(Selected text):
>> Begin
Friday, 19 April 2013

In THE DARK WOULD - The Verb BBC Radio 3 at 10pm, 19 April

'THE SECRET' by Márton Koppány. Courtesy of the artist.

THE DARK WOULD language art anthology will feature on BBC Radio 3 literary discussion programme The Verb this evening Friday 19 April, 10pm.  The programme can be accessed as an online broadcast, or later as a podcast at

Also featured on this edition of The Verb are Serafina Steer, Sheila Heti and Steven Hall.

THE DARK WOULD published by Apple Pie Editions can be purchased  from distributor Knives Forks & Spoons at

Philip writes:

It's a strange, tumbling and delight-ish thing, a conversation with Ian McMillan. Ian is the presenter for BBC Radio 3 literary discussion programme The Verb. I first met him at a creative writing session in The Big Issue office, which was gleeful, haphazard and yet sharp-focussed; the second time was yesterday at the big Beeb studio in Mediacity, Salford for a discussion about THE DARK WOULD, the anthology of 'language art' I've been compiling over the last two years.

THE DARK WOULD brings together some of the many outpourings of contemporary text art and poetry practice that cross and eddy through the world right now. From 'outsidered' art (which of is one of the mainsprings of the work of arthur+martha) to Conceptual Poetries and Arts, Text Art, Vispo, Concrete Poetry et al, etc, it's a big rush of invitees. Trying to represent them all  adequately in galloping McMillan-style on a radio magazine programme would've been impossible - and risked severe oxygen deficiency. Instead, we talked through two pieces in greater detail, hoping that they might be ambassadors for the whole collection, which spans 300 pages in the paper volume and over 1000 pages in the virtual Volume 2.
>> End
(Directive 1): In the post about THE DARK WOULD, where did the discussion of the anthology with Ian McMillan take place?
(Directive 2): Using the post about THE DARK WOULD, explain why the radio discussion focused on only two pieces from the anthology.

(Collected data):
>> Begin
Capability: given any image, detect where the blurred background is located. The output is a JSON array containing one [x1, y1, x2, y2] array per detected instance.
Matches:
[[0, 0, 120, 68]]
>> End
(Exercise answer 1): It took place at the big BBC studio in Mediacity, Salford.

(Exercise answer 2): The anthology brings together a large number of invitees from many kinds of text art and poetry, and trying to represent them all adequately on a fast-paced radio magazine programme would have been impossible. Instead, two pieces were talked through in greater detail in the hope that they might serve as ambassadors for the whole collection.